- [TASK MATERIAL]:
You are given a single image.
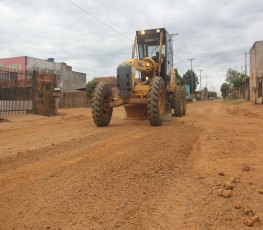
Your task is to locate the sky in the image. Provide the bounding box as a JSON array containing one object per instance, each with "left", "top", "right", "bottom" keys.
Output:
[{"left": 0, "top": 0, "right": 263, "bottom": 92}]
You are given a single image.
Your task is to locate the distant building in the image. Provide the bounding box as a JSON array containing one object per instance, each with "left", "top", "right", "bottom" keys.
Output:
[
  {"left": 0, "top": 56, "right": 86, "bottom": 93},
  {"left": 249, "top": 41, "right": 263, "bottom": 104},
  {"left": 93, "top": 76, "right": 119, "bottom": 97}
]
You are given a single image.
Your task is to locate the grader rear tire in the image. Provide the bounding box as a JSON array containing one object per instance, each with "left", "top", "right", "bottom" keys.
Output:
[
  {"left": 91, "top": 82, "right": 113, "bottom": 127},
  {"left": 147, "top": 77, "right": 166, "bottom": 126},
  {"left": 173, "top": 86, "right": 183, "bottom": 117}
]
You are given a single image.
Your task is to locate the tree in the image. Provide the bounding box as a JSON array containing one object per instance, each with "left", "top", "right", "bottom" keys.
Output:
[
  {"left": 226, "top": 68, "right": 248, "bottom": 96},
  {"left": 175, "top": 69, "right": 184, "bottom": 85},
  {"left": 208, "top": 91, "right": 217, "bottom": 98},
  {"left": 86, "top": 79, "right": 98, "bottom": 100},
  {"left": 183, "top": 70, "right": 199, "bottom": 93},
  {"left": 220, "top": 82, "right": 230, "bottom": 99}
]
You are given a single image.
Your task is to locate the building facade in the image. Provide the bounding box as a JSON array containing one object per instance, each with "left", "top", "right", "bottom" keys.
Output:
[
  {"left": 249, "top": 41, "right": 263, "bottom": 104},
  {"left": 0, "top": 56, "right": 86, "bottom": 93}
]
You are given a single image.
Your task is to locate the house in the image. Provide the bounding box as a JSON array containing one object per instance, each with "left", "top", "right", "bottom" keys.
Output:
[
  {"left": 93, "top": 76, "right": 119, "bottom": 97},
  {"left": 0, "top": 56, "right": 87, "bottom": 107}
]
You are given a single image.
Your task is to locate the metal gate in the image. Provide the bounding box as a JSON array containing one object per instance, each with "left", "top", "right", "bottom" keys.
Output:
[
  {"left": 0, "top": 69, "right": 33, "bottom": 116},
  {"left": 0, "top": 69, "right": 57, "bottom": 116}
]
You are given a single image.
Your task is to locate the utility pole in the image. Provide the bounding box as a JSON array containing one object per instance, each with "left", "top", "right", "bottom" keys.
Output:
[
  {"left": 188, "top": 58, "right": 195, "bottom": 98},
  {"left": 170, "top": 33, "right": 179, "bottom": 67},
  {"left": 245, "top": 52, "right": 247, "bottom": 76},
  {"left": 205, "top": 77, "right": 208, "bottom": 90},
  {"left": 199, "top": 69, "right": 203, "bottom": 91}
]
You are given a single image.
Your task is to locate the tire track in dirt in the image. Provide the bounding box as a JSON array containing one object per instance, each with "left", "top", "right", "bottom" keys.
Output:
[{"left": 0, "top": 116, "right": 202, "bottom": 229}]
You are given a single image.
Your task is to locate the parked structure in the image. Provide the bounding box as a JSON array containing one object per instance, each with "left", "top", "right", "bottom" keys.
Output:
[
  {"left": 249, "top": 41, "right": 263, "bottom": 104},
  {"left": 0, "top": 56, "right": 87, "bottom": 107}
]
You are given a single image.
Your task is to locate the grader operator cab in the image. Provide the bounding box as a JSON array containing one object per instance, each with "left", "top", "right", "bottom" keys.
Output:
[{"left": 91, "top": 28, "right": 186, "bottom": 127}]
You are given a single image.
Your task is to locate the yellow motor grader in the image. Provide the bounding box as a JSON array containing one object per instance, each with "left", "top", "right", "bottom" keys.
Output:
[{"left": 91, "top": 28, "right": 186, "bottom": 127}]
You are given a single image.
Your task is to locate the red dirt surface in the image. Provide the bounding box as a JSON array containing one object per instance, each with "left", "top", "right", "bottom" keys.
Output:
[{"left": 0, "top": 101, "right": 263, "bottom": 229}]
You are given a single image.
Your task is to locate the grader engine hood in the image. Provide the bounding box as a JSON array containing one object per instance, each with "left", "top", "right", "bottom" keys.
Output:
[{"left": 117, "top": 63, "right": 135, "bottom": 99}]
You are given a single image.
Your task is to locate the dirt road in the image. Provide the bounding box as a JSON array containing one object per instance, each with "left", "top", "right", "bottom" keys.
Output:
[{"left": 0, "top": 101, "right": 263, "bottom": 229}]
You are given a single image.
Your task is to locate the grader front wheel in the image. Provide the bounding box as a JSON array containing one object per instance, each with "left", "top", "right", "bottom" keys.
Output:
[
  {"left": 147, "top": 77, "right": 166, "bottom": 126},
  {"left": 91, "top": 82, "right": 113, "bottom": 127}
]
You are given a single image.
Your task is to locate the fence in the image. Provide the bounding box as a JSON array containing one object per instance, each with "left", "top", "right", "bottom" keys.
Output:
[
  {"left": 0, "top": 69, "right": 33, "bottom": 115},
  {"left": 59, "top": 92, "right": 89, "bottom": 108},
  {"left": 0, "top": 69, "right": 56, "bottom": 116}
]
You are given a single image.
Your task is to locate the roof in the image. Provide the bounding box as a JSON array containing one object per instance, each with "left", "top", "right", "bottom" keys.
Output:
[
  {"left": 249, "top": 41, "right": 263, "bottom": 53},
  {"left": 93, "top": 76, "right": 117, "bottom": 85}
]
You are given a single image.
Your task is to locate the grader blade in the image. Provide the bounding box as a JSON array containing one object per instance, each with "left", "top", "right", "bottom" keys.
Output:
[{"left": 124, "top": 104, "right": 148, "bottom": 120}]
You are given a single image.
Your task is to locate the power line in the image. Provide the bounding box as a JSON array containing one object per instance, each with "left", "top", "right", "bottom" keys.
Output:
[
  {"left": 99, "top": 0, "right": 135, "bottom": 29},
  {"left": 67, "top": 0, "right": 132, "bottom": 41}
]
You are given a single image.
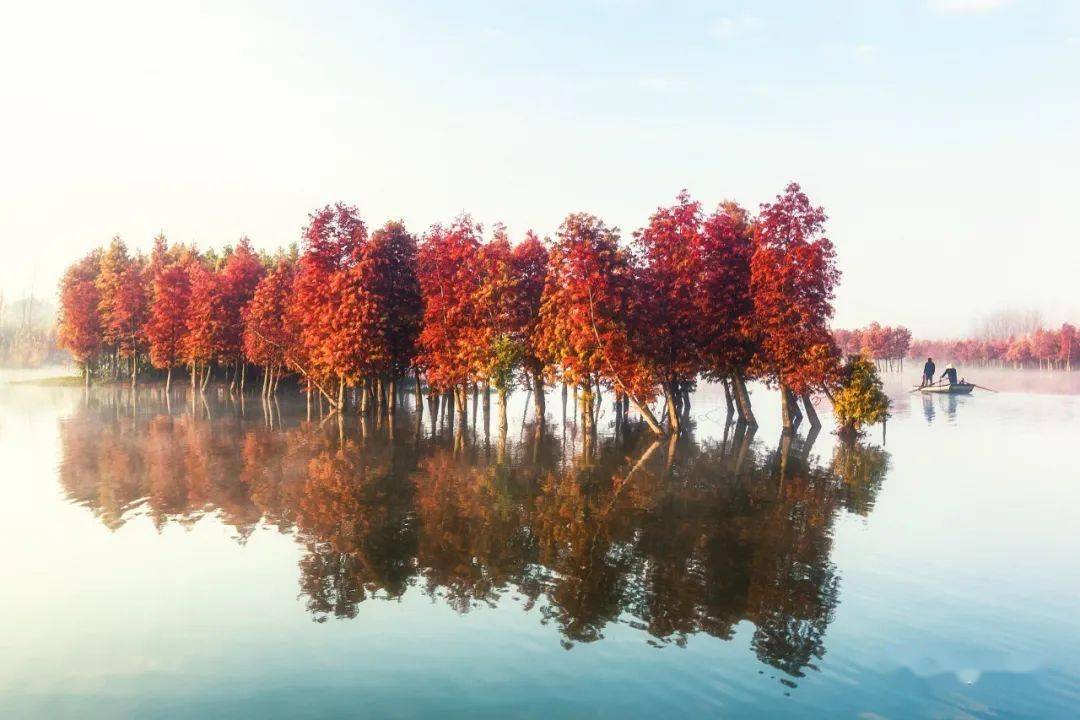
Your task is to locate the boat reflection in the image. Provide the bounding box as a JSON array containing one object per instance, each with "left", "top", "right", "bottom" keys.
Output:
[
  {"left": 921, "top": 393, "right": 968, "bottom": 424},
  {"left": 59, "top": 392, "right": 889, "bottom": 684}
]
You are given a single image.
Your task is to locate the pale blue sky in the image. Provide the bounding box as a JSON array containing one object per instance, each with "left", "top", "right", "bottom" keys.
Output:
[{"left": 0, "top": 0, "right": 1080, "bottom": 336}]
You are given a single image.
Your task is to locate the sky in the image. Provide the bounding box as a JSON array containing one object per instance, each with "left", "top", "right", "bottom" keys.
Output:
[{"left": 0, "top": 0, "right": 1080, "bottom": 337}]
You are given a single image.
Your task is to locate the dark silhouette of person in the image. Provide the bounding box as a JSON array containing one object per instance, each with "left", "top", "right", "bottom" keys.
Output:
[
  {"left": 942, "top": 363, "right": 957, "bottom": 385},
  {"left": 922, "top": 357, "right": 937, "bottom": 386}
]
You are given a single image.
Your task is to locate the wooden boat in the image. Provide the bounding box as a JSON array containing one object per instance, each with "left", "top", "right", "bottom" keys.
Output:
[{"left": 918, "top": 382, "right": 975, "bottom": 395}]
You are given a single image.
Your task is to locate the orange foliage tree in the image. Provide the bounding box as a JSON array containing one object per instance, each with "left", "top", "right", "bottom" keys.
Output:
[
  {"left": 751, "top": 182, "right": 840, "bottom": 429},
  {"left": 57, "top": 250, "right": 104, "bottom": 385},
  {"left": 536, "top": 213, "right": 663, "bottom": 434}
]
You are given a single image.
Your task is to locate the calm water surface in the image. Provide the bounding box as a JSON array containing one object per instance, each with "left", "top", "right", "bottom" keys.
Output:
[{"left": 0, "top": 373, "right": 1080, "bottom": 719}]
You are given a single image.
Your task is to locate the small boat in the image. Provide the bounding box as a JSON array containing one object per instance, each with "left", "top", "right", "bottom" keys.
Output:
[{"left": 917, "top": 382, "right": 975, "bottom": 395}]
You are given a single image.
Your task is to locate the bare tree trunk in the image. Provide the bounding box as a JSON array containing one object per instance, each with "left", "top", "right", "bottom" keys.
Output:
[
  {"left": 663, "top": 380, "right": 681, "bottom": 433},
  {"left": 532, "top": 370, "right": 548, "bottom": 422},
  {"left": 780, "top": 384, "right": 802, "bottom": 431},
  {"left": 731, "top": 370, "right": 757, "bottom": 427},
  {"left": 563, "top": 382, "right": 566, "bottom": 424},
  {"left": 499, "top": 388, "right": 507, "bottom": 431},
  {"left": 802, "top": 393, "right": 821, "bottom": 430}
]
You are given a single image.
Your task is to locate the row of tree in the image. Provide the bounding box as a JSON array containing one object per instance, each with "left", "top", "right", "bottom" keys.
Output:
[
  {"left": 59, "top": 184, "right": 859, "bottom": 434},
  {"left": 909, "top": 323, "right": 1080, "bottom": 370}
]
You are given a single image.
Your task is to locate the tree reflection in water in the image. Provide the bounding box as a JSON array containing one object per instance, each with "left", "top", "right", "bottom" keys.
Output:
[{"left": 60, "top": 391, "right": 888, "bottom": 684}]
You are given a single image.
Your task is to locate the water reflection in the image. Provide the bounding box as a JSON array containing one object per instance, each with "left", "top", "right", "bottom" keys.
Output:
[
  {"left": 59, "top": 393, "right": 889, "bottom": 684},
  {"left": 922, "top": 393, "right": 963, "bottom": 424}
]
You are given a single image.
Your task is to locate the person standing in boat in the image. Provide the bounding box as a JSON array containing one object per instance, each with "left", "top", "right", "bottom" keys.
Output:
[{"left": 942, "top": 363, "right": 958, "bottom": 385}]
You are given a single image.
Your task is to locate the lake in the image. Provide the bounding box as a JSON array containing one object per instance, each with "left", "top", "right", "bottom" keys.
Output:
[{"left": 0, "top": 372, "right": 1080, "bottom": 720}]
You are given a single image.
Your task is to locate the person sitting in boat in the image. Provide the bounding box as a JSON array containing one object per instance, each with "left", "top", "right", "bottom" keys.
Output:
[
  {"left": 919, "top": 357, "right": 937, "bottom": 388},
  {"left": 942, "top": 363, "right": 957, "bottom": 385}
]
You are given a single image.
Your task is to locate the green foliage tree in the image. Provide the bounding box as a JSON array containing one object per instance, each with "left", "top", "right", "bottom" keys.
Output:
[{"left": 834, "top": 355, "right": 889, "bottom": 437}]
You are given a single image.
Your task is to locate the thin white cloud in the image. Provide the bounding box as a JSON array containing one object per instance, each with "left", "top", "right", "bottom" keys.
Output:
[
  {"left": 637, "top": 74, "right": 690, "bottom": 92},
  {"left": 711, "top": 15, "right": 761, "bottom": 40},
  {"left": 928, "top": 0, "right": 1012, "bottom": 13}
]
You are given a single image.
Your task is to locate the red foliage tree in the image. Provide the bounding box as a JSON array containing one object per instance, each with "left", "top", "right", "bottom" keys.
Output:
[
  {"left": 294, "top": 203, "right": 367, "bottom": 408},
  {"left": 510, "top": 230, "right": 549, "bottom": 422},
  {"left": 57, "top": 250, "right": 104, "bottom": 385},
  {"left": 184, "top": 259, "right": 225, "bottom": 389},
  {"left": 145, "top": 250, "right": 191, "bottom": 393},
  {"left": 696, "top": 202, "right": 758, "bottom": 425},
  {"left": 417, "top": 216, "right": 489, "bottom": 410},
  {"left": 97, "top": 236, "right": 149, "bottom": 384},
  {"left": 356, "top": 221, "right": 423, "bottom": 405},
  {"left": 1057, "top": 323, "right": 1080, "bottom": 370},
  {"left": 751, "top": 182, "right": 840, "bottom": 429},
  {"left": 635, "top": 190, "right": 703, "bottom": 432}
]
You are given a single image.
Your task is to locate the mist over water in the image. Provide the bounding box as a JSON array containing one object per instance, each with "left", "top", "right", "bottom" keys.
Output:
[{"left": 0, "top": 371, "right": 1080, "bottom": 718}]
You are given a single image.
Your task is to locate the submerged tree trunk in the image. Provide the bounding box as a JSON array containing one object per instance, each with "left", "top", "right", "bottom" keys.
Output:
[
  {"left": 802, "top": 393, "right": 821, "bottom": 430},
  {"left": 780, "top": 384, "right": 802, "bottom": 431},
  {"left": 731, "top": 370, "right": 757, "bottom": 427},
  {"left": 499, "top": 388, "right": 507, "bottom": 437},
  {"left": 663, "top": 380, "right": 683, "bottom": 433},
  {"left": 532, "top": 370, "right": 548, "bottom": 422}
]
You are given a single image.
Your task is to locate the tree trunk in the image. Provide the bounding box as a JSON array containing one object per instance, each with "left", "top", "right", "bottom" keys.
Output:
[
  {"left": 663, "top": 380, "right": 683, "bottom": 433},
  {"left": 573, "top": 381, "right": 593, "bottom": 431},
  {"left": 499, "top": 388, "right": 507, "bottom": 437},
  {"left": 731, "top": 370, "right": 757, "bottom": 427},
  {"left": 532, "top": 370, "right": 548, "bottom": 422},
  {"left": 802, "top": 393, "right": 821, "bottom": 430},
  {"left": 780, "top": 384, "right": 802, "bottom": 431}
]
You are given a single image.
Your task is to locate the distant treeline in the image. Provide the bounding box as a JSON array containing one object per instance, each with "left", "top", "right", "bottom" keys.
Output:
[
  {"left": 0, "top": 293, "right": 66, "bottom": 367},
  {"left": 833, "top": 323, "right": 1080, "bottom": 370},
  {"left": 54, "top": 184, "right": 885, "bottom": 433}
]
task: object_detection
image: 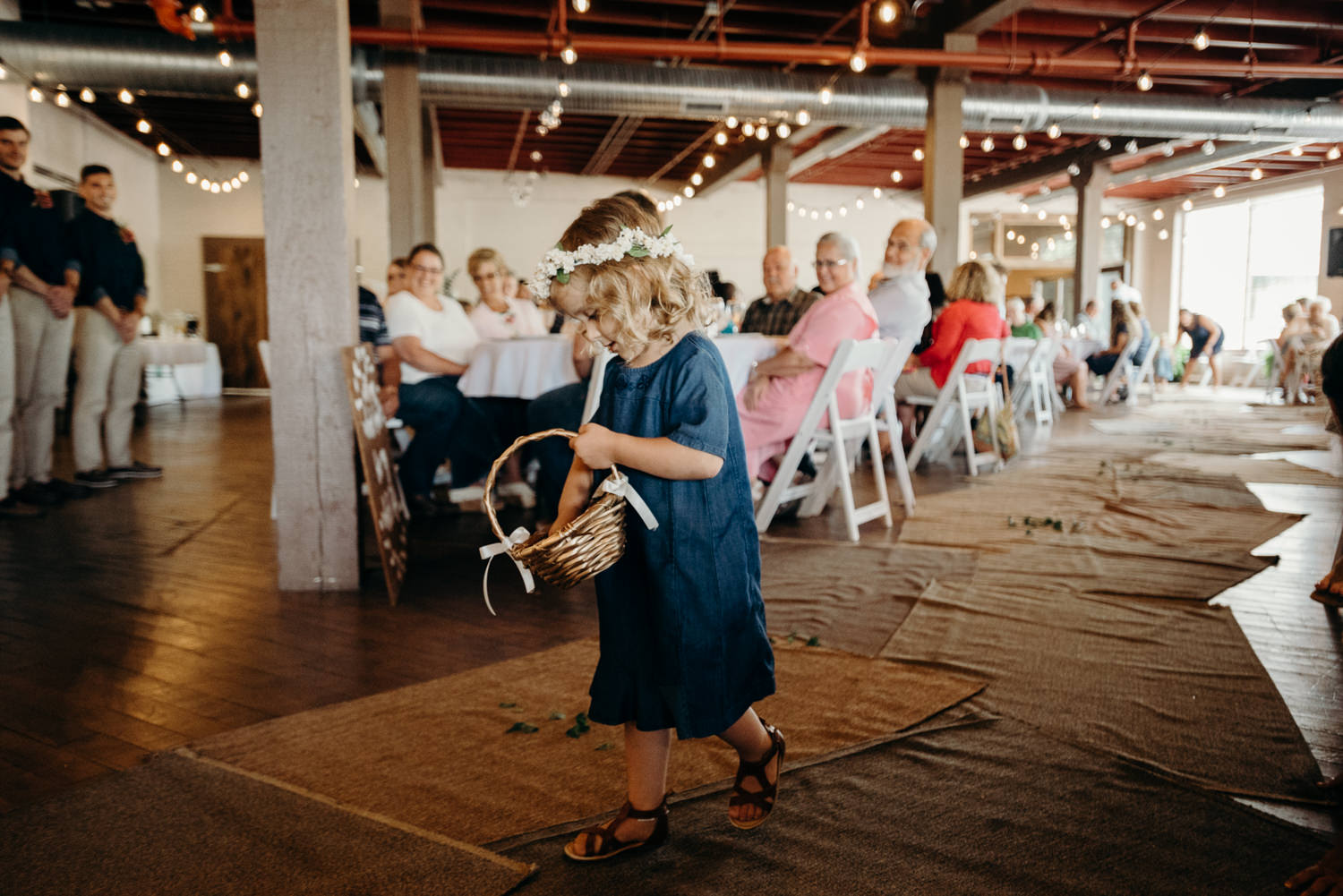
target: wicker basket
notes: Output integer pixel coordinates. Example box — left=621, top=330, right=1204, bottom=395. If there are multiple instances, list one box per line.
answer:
left=485, top=430, right=626, bottom=591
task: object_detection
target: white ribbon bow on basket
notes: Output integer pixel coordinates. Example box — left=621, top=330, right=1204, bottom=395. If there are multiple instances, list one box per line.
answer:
left=481, top=470, right=658, bottom=617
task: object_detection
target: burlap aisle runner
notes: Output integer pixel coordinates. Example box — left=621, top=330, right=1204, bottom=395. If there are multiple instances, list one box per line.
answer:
left=195, top=641, right=983, bottom=843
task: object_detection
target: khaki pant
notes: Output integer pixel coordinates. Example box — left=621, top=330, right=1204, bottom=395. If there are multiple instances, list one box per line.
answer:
left=10, top=286, right=75, bottom=489
left=0, top=299, right=13, bottom=497
left=70, top=308, right=145, bottom=473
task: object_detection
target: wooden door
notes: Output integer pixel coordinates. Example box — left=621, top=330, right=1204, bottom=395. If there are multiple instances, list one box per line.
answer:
left=201, top=236, right=269, bottom=388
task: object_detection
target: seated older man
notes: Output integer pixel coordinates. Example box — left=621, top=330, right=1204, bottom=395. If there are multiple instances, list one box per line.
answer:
left=741, top=246, right=819, bottom=336
left=738, top=233, right=877, bottom=481
left=868, top=218, right=937, bottom=343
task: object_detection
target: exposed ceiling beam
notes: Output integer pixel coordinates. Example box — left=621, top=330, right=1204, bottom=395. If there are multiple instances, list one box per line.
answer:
left=953, top=0, right=1034, bottom=34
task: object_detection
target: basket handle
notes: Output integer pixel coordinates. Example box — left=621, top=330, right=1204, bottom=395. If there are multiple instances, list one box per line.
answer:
left=483, top=429, right=620, bottom=542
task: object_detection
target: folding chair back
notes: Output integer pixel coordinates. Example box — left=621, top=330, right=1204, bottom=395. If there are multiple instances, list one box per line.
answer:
left=757, top=338, right=910, bottom=542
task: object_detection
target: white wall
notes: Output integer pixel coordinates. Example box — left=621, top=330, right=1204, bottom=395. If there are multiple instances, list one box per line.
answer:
left=0, top=83, right=166, bottom=308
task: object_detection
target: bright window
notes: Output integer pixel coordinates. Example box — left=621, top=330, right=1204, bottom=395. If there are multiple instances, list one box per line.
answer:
left=1181, top=187, right=1324, bottom=348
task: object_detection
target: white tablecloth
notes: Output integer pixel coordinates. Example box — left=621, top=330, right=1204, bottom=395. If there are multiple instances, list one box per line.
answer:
left=140, top=337, right=225, bottom=405
left=457, top=336, right=579, bottom=400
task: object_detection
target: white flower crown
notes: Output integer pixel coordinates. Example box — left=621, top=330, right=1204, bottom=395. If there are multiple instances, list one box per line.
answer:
left=526, top=226, right=695, bottom=301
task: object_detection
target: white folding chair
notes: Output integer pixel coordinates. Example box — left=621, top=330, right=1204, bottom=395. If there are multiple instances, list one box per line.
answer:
left=757, top=338, right=902, bottom=542
left=1100, top=337, right=1151, bottom=405
left=905, top=338, right=1002, bottom=475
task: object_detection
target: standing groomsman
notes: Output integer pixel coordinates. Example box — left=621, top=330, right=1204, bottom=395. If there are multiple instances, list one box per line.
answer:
left=66, top=166, right=163, bottom=489
left=0, top=117, right=89, bottom=505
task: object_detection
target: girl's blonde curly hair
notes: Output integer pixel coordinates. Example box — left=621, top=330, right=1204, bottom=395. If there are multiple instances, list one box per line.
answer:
left=559, top=195, right=719, bottom=346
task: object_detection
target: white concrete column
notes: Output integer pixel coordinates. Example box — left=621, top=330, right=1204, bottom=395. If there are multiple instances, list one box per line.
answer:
left=1060, top=163, right=1122, bottom=320
left=381, top=0, right=434, bottom=257
left=1316, top=168, right=1343, bottom=316
left=923, top=75, right=966, bottom=282
left=255, top=0, right=359, bottom=590
left=760, top=144, right=792, bottom=247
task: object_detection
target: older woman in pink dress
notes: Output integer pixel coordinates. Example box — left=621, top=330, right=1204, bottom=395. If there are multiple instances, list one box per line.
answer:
left=738, top=234, right=877, bottom=480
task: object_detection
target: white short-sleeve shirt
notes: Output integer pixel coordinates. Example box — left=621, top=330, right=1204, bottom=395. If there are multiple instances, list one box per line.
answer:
left=384, top=290, right=481, bottom=386
left=470, top=298, right=551, bottom=338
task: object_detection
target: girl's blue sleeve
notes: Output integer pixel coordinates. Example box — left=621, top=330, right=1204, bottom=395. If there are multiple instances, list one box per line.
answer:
left=666, top=352, right=733, bottom=459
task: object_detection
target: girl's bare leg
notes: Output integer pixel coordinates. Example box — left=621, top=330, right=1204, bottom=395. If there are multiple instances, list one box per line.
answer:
left=572, top=721, right=672, bottom=853
left=719, top=709, right=779, bottom=821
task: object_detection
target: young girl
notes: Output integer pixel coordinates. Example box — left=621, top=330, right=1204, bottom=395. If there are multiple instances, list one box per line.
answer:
left=532, top=196, right=784, bottom=861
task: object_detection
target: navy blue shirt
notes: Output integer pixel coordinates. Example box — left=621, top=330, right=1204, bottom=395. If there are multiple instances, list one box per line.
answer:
left=66, top=209, right=148, bottom=311
left=359, top=286, right=392, bottom=346
left=0, top=175, right=70, bottom=285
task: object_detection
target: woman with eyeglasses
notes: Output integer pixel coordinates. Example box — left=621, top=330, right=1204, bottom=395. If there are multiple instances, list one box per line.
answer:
left=386, top=243, right=489, bottom=517
left=738, top=233, right=877, bottom=482
left=466, top=249, right=551, bottom=338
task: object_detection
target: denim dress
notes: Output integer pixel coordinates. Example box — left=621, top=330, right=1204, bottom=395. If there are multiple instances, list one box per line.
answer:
left=588, top=333, right=774, bottom=738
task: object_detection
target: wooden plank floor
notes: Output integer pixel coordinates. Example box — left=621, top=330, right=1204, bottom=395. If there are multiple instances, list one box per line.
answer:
left=0, top=397, right=1343, bottom=832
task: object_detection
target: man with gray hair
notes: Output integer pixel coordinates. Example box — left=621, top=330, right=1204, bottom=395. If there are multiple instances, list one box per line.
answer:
left=868, top=218, right=937, bottom=343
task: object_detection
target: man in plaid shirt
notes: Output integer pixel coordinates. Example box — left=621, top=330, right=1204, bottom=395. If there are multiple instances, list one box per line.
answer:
left=741, top=246, right=819, bottom=336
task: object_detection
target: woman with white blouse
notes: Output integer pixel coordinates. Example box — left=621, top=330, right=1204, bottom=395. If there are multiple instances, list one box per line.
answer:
left=466, top=249, right=551, bottom=338
left=386, top=243, right=493, bottom=516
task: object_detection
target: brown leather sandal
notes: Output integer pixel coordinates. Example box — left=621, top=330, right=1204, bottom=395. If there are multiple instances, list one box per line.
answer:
left=728, top=719, right=787, bottom=830
left=564, top=797, right=668, bottom=862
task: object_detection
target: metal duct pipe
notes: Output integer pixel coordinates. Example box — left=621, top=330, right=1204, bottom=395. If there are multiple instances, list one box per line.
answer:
left=0, top=23, right=1343, bottom=140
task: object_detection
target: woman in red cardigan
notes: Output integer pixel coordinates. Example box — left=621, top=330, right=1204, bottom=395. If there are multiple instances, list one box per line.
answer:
left=896, top=260, right=1010, bottom=438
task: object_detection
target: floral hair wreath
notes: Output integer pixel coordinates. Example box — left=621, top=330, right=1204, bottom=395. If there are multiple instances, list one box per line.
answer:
left=526, top=226, right=695, bottom=301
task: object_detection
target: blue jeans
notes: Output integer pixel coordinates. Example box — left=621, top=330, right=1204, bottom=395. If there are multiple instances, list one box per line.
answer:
left=397, top=376, right=489, bottom=497
left=526, top=380, right=588, bottom=515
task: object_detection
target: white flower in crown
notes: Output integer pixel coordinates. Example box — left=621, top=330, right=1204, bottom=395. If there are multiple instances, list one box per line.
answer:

- [WHAT THE EXERCISE ASKS]: Collect every line of the records that contains the string "boat".

- [FINISHED ANSWER]:
Your task is to locate the boat reflection in the image. Provide the bounding box as a JSON array containing one object per instance, each with "left", "top", "right", "bottom" keys.
Your task is to locate the wooden boat in the image. Provide the bounding box as a JSON array containing one object per instance, each with "left", "top", "right", "bottom" keys.
Your task is to locate the small boat in the image. Provide the bounding box as a JSON array containing one object per instance, each with "left", "top", "right", "bottom" keys.
Your task is to locate the person standing in boat in the image. Provide the bounding box as a JSON array containing one object per instance, each with "left", "top", "right", "bottom" keys.
Your task is to locate the person sitting in boat in the image. Provide the bounding box as a JSON array containing one object per instance, each with "left", "top", "right", "bottom" keys.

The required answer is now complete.